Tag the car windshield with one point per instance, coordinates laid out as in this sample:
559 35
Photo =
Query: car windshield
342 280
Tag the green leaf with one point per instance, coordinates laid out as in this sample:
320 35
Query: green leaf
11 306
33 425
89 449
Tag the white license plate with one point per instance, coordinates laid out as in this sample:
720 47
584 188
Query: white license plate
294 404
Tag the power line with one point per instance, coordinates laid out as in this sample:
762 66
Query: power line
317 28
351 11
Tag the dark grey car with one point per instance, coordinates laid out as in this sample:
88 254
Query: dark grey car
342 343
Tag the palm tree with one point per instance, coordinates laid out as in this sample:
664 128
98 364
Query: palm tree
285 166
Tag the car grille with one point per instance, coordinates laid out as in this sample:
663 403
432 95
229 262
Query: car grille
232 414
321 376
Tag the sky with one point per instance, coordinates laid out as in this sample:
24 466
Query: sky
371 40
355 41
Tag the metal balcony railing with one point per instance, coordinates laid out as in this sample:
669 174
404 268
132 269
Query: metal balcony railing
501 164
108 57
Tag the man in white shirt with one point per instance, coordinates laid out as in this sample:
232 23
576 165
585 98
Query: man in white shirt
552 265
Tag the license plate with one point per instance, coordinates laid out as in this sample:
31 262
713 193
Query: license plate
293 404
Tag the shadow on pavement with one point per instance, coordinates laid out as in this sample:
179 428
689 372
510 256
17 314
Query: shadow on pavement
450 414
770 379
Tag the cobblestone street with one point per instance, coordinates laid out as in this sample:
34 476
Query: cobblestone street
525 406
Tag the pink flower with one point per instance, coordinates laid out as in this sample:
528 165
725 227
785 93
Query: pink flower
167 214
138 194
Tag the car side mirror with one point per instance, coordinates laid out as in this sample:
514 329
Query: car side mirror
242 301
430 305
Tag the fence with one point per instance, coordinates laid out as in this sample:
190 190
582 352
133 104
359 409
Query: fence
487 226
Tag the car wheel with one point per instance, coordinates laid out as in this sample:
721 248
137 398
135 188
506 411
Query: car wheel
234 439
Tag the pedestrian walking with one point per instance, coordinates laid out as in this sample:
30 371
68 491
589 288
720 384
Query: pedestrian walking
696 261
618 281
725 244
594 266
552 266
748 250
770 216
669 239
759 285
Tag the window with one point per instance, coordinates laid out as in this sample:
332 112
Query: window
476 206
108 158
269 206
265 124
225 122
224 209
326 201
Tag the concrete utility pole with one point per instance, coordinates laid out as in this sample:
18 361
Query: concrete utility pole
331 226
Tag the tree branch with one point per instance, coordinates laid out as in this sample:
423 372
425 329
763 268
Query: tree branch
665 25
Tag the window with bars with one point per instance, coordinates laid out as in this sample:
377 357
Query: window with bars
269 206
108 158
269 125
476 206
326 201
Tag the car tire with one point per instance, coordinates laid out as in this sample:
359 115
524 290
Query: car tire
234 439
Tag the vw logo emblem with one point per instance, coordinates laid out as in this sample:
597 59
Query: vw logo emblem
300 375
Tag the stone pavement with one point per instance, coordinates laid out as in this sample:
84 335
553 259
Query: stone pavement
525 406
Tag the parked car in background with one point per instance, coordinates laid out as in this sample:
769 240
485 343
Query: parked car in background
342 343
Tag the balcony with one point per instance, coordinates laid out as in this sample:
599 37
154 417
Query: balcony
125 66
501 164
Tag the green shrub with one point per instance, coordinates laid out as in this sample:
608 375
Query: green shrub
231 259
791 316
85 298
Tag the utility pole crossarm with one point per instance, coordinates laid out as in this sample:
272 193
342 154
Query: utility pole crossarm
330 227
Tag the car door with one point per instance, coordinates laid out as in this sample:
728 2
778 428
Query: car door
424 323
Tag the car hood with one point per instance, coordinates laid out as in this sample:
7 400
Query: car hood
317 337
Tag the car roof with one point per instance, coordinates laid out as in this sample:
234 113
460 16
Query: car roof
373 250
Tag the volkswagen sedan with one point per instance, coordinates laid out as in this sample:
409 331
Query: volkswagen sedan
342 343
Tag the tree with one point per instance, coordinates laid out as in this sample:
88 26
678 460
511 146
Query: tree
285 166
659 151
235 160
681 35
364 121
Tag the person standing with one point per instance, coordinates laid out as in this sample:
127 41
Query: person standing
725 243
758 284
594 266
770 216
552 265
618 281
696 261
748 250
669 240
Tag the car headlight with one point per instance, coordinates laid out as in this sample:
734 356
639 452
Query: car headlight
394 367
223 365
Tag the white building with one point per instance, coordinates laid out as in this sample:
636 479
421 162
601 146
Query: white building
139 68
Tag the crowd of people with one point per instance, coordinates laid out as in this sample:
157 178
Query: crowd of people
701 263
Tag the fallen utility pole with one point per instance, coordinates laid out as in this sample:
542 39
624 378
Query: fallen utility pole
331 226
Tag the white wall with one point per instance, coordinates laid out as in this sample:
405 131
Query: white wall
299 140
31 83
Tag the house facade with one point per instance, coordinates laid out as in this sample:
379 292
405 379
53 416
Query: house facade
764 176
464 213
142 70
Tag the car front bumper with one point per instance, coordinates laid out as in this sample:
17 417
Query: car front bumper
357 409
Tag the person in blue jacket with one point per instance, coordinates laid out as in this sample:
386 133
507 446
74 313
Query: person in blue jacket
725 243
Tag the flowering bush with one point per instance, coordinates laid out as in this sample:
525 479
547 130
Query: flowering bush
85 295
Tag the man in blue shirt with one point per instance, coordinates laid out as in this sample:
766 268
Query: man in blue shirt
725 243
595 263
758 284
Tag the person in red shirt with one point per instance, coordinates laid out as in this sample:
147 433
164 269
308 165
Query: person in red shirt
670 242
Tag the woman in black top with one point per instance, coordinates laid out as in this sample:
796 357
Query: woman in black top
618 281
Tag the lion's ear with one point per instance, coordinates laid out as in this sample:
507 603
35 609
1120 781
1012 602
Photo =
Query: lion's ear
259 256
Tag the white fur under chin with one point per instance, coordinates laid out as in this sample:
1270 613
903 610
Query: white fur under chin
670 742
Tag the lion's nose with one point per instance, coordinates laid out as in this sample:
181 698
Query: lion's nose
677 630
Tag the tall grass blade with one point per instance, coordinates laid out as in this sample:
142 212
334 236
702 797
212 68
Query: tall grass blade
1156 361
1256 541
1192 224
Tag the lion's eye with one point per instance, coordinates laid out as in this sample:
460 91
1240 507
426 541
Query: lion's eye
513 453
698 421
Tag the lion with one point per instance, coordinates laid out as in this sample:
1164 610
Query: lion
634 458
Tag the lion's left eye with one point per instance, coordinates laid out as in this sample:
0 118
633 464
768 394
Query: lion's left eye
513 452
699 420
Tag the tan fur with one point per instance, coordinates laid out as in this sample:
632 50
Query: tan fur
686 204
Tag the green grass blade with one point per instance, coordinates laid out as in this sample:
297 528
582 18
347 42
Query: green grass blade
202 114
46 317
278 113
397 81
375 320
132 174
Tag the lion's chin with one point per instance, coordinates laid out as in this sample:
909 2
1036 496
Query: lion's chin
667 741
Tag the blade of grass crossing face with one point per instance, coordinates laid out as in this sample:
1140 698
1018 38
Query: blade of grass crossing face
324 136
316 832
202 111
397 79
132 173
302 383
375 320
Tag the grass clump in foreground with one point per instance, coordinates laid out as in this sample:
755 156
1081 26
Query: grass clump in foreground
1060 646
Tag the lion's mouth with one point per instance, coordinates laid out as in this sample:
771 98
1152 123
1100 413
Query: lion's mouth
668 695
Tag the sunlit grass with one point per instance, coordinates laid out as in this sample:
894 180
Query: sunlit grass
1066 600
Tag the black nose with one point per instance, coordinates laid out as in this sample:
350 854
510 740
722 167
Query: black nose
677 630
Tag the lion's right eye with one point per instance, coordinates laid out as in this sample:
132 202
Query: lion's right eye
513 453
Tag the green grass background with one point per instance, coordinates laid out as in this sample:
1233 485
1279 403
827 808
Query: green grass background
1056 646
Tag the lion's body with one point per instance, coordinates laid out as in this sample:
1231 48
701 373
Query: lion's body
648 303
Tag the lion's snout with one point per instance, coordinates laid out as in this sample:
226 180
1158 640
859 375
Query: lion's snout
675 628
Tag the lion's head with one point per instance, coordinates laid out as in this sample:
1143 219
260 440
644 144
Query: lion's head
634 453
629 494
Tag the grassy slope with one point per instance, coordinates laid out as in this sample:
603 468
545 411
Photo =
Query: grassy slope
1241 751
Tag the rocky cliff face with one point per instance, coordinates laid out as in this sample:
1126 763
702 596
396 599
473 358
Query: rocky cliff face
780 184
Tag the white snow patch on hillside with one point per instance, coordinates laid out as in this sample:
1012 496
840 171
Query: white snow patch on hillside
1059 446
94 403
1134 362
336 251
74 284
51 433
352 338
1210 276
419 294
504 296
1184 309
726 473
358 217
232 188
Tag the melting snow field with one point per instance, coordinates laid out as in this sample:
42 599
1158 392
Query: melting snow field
━━━━━━━━━━━━━━━━
> TASK DIRECTIONS: Your answer should consist of the lines of the listing that contain "field", copied as they stand.

> TASK OUTPUT:
Tag the melting snow field with one point per instance, coordinates laid out as in this sample:
Query: melting snow field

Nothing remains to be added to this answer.